§ **EXERCISE REQUIREMENTS**:
Give the records again in full, exactly as they are.

════

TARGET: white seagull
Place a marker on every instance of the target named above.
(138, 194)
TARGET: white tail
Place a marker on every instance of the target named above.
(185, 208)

════

§ **COMPLETED EXERCISE**:
TARGET: white seagull
Place a marker on every instance of the target named above.
(138, 194)
TARGET: white tail
Place a marker on every instance of the target named above.
(185, 208)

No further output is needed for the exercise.